## DIRECTIONS FOR THIS TASK
Write out each of the entries below word for word, omitting the pictures.

## INPUT DATA
—————

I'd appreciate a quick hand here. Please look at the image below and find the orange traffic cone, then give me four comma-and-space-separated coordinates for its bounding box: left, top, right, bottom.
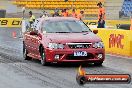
12, 31, 17, 38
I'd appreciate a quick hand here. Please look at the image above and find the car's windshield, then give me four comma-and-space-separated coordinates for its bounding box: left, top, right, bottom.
42, 20, 91, 33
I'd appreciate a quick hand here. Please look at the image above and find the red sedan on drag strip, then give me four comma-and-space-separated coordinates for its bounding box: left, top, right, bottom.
23, 17, 105, 65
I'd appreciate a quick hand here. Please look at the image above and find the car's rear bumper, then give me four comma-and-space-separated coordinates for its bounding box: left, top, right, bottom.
45, 48, 105, 63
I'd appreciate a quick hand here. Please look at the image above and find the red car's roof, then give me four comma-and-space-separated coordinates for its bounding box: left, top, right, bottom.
42, 17, 78, 21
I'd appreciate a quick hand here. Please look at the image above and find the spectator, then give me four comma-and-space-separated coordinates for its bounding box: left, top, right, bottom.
52, 9, 59, 17
62, 9, 68, 17
97, 18, 105, 28
29, 11, 35, 27
77, 11, 84, 20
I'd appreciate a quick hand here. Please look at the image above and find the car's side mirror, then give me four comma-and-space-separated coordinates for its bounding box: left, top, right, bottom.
93, 30, 98, 34
30, 30, 38, 35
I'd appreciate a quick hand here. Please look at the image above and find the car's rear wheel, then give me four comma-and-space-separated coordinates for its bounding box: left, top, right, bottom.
94, 61, 103, 66
40, 48, 49, 66
23, 44, 31, 60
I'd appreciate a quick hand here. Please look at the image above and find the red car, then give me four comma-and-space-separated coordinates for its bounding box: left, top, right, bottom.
23, 17, 105, 65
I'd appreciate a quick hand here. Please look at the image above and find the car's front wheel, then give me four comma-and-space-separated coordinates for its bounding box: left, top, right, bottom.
40, 48, 48, 66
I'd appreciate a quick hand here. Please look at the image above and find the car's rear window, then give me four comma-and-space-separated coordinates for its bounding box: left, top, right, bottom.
43, 20, 91, 33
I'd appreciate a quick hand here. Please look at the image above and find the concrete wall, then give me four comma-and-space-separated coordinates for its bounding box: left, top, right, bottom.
0, 0, 17, 13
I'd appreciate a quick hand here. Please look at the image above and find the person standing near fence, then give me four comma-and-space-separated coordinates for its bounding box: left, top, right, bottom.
130, 11, 132, 30
97, 2, 106, 28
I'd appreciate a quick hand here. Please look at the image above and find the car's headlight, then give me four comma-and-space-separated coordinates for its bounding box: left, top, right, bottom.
93, 42, 104, 48
48, 43, 64, 49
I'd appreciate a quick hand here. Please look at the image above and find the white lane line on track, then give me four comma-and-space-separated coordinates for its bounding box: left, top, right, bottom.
106, 54, 132, 59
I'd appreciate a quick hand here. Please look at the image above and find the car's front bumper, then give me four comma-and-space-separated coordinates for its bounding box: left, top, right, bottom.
45, 48, 105, 63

—————

## TASK ANSWER
I'd appreciate a quick hand here. Please look at the image below and find the orange traffic cone, then give me four comma-and-space-separated coordinates for its bounding box: left, top, right, bottom.
12, 31, 17, 38
I'd appreciate a quick hand here. Please look at the image above and find the car's windshield, then give me four comma-and-space-separated coordinates for its bounding box: left, top, right, bottom.
42, 20, 91, 33
I'd appreciate a quick hand here. Please look at the image above and find the red sedan on drag strip, then give me four comma-and-space-separated coordinates for its bounding box: left, top, right, bottom.
23, 17, 105, 65
I'd appreciate a quick hand here. Please look at the image above and find the car's rear bumper, then give me four comma-and-space-separated coordinates for its bounding box: left, top, right, bottom.
45, 48, 105, 63
I'd appreciate a quick hand here. Please look at the image above and find the red car's roof, then give me four comma-and-space-separated coordinates for its bounding box: left, top, right, bottom.
42, 17, 78, 21
I'd appreciate a quick hand here. Please look at the image above and find the spectator, then give me four comma-and-space-separated coordinates for its bounding box: left, top, right, bottom.
52, 9, 59, 17
62, 9, 68, 17
97, 18, 105, 28
29, 11, 35, 27
77, 11, 84, 20
I'd appreciate a quick hand here. Please look at the image above and find the car's side mirror, then give me four comma-and-space-separated coordinates for its bounding box: left, top, right, bottom.
93, 30, 98, 34
30, 30, 38, 35
I'd appreciate a quick hand here. Please look at the image above and find the car's rear wheel, then give me four comma-and-space-separated coordinates for its bounding box: left, top, right, bottom.
94, 61, 103, 66
40, 48, 49, 66
23, 44, 31, 60
I'd appreciate a quick hand here. Please look at the image above and find the red car, then give me four comma-and-space-separated coordinates for its bounding box: left, top, right, bottom.
23, 17, 105, 65
I'd appreciate a quick hand here. Please look at the image above and find the car's front wheel, then give me four comma-and-space-separated coordinates for its bounding box: left, top, right, bottom.
40, 48, 48, 66
I'd appreciate a quick hand here. Please look at the image above and find the car's rear window, then give me four comma-and-space-separated coordinates for its bounding box: left, top, right, bottom.
43, 20, 91, 33
I'd appreciate a quick hand here. Please look at the image above and find the concrete wall, then give me four comma-and-space-separated coordinates for its bounding box: left, top, right, bottom.
0, 0, 17, 13
I'd appreciate a quick hand here. Please look at the image above and find the person standing near fence, then give me four comma-and-space-separated coordinates for its bounding box: left, top, right, bottom.
130, 11, 132, 30
97, 2, 106, 28
I'd appreciate a quick hand here. Please look at the image above and find the car's headlight, then give me four comma-and-space-separated coordinates for its bounding box: left, top, right, bottom.
93, 42, 104, 48
48, 43, 64, 49
I'd appreciate a quick hand here. Please look at the image above and find the white lane line on track, then give me four comma-and-space-separated coordinates for its bounding box: left, top, right, bottom.
106, 54, 132, 59
I'd appreciate a quick hand here. Please look at the image above and find the car's front bumper, then give me four comma-and-space-separated coordinates for its bounding box: left, top, right, bottom.
45, 48, 105, 63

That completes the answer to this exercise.